- _Given problem_: Please recast the entries below as a Markdown table with two columns, Number and Entry, putting each line in its own numbered row and leaving out blank lines.

- _Data for the task_:
• • • • •

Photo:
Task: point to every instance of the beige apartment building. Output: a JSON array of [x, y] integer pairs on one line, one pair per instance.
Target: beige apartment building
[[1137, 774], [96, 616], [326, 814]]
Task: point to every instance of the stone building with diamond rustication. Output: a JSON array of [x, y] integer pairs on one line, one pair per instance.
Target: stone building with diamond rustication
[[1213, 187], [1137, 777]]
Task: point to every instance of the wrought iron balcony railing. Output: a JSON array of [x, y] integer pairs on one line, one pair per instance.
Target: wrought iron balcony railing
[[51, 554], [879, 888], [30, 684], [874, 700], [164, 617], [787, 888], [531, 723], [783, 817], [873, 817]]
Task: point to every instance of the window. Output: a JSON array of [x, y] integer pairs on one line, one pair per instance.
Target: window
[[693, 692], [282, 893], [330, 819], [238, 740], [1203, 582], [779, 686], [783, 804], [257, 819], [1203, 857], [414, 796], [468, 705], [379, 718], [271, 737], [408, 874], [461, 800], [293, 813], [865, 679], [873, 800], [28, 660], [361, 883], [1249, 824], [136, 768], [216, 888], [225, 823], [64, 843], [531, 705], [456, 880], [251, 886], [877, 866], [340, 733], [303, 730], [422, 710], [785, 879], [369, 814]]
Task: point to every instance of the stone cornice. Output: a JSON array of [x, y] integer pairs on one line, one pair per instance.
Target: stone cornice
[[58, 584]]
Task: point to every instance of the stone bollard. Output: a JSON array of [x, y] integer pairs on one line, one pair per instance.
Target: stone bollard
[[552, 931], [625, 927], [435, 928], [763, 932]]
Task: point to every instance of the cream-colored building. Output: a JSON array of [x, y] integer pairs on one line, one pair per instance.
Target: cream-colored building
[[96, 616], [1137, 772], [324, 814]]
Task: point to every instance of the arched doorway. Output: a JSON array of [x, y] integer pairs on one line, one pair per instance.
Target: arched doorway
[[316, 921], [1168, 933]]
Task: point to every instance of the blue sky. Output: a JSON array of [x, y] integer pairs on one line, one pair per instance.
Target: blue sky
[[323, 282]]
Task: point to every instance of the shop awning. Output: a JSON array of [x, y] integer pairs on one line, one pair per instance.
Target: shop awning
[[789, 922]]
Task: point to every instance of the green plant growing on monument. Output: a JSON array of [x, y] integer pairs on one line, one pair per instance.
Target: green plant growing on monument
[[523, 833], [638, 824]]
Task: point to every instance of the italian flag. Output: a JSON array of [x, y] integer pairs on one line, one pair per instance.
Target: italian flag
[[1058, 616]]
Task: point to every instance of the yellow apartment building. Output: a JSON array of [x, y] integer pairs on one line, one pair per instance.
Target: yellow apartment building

• • • • •

- _Correct answer_:
| Number | Entry |
|---|---|
| 1 | Photo: |
| 2 | Task: point to every instance of the beige apartment building. Output: a JSON array of [x, y] integer pairs on one line, one pair per instance. |
| 3 | Target: beige apartment building |
| 4 | [[1137, 774], [96, 616], [326, 814]] |
| 5 | Task: point to every instance of the stone building with diamond rustication. Output: a JSON array of [x, y] integer pairs on one line, one pair per instance. |
| 6 | Target: stone building with diamond rustication |
| 7 | [[1213, 187], [1137, 777]] |
| 8 | Task: point to every instance of the wrought iron balcony railing. Output: a JSON array of [x, y] integer pairs on one line, one pair per instance. |
| 9 | Target: wrought iron balcony railing |
| 10 | [[51, 554], [879, 888], [30, 684], [874, 700], [164, 617], [787, 888], [531, 723], [783, 817], [873, 817]] |
| 11 | Task: point to every instance of the window. Output: a JSON array of [x, y] integer pairs on one line, one pair per instance. |
| 12 | Target: window |
| 13 | [[693, 692], [282, 893], [330, 819], [238, 740], [1203, 582], [779, 686], [783, 804], [257, 819], [1203, 857], [414, 796], [468, 705], [379, 718], [271, 737], [408, 874], [461, 800], [293, 813], [865, 679], [873, 800], [28, 660], [361, 883], [1249, 824], [136, 768], [216, 888], [225, 823], [64, 843], [531, 705], [456, 880], [251, 886], [877, 866], [340, 733], [303, 730], [422, 710], [785, 879], [369, 814]] |
| 14 | Task: point to every instance of the stone cornice. Output: a JSON array of [x, y] integer pairs on one line, one pair per instance. |
| 15 | Target: stone cornice |
| 16 | [[58, 584]] |
| 17 | Task: point to every instance of the stone bollard. Output: a JSON array of [x, y] integer pairs on one line, one pair per instance. |
| 18 | Target: stone bollard |
| 19 | [[552, 931], [625, 927], [435, 928], [763, 932]] |
| 20 | Task: point to every instance of the cream-colored building. Output: a JSON array of [x, y] integer pairs on one line, one pair per instance. |
| 21 | Target: cream-colored building |
| 22 | [[96, 616], [1137, 772], [324, 814]] |
| 23 | Task: point to every instance of the arched doorway. Output: a JSON array of [x, y] integer pairs on one line, one pair per instance. |
| 24 | Target: arched doorway |
| 25 | [[316, 921], [1168, 933]] |
| 26 | Task: point to every instance of the blue sky. Output: a JSON array of [x, y] integer pairs on one line, one pair per instance. |
| 27 | Target: blue sky |
| 28 | [[323, 282]] |
| 29 | Task: point to every instance of the shop awning. Output: a JSON array of [x, y] integer pairs on one line, one pair per instance. |
| 30 | Target: shop awning |
| 31 | [[789, 922]] |
| 32 | Task: point to every instance of the green plant growing on monument. Output: a JSON array of [x, y] integer pairs on one line, one pair per instance. |
| 33 | Target: green plant growing on monument |
| 34 | [[523, 833], [638, 824]] |
| 35 | Task: point to every instance of the italian flag. Output: a JSON array of [x, y] integer pairs on one line, one pair per instance. |
| 36 | Target: italian flag |
| 37 | [[1058, 616]] |
| 38 | Task: point to every instance of the yellow apartment building. Output: a JSON array of [x, y] integer pairs on one line, one pair per instance. |
| 39 | Target: yellow apartment building |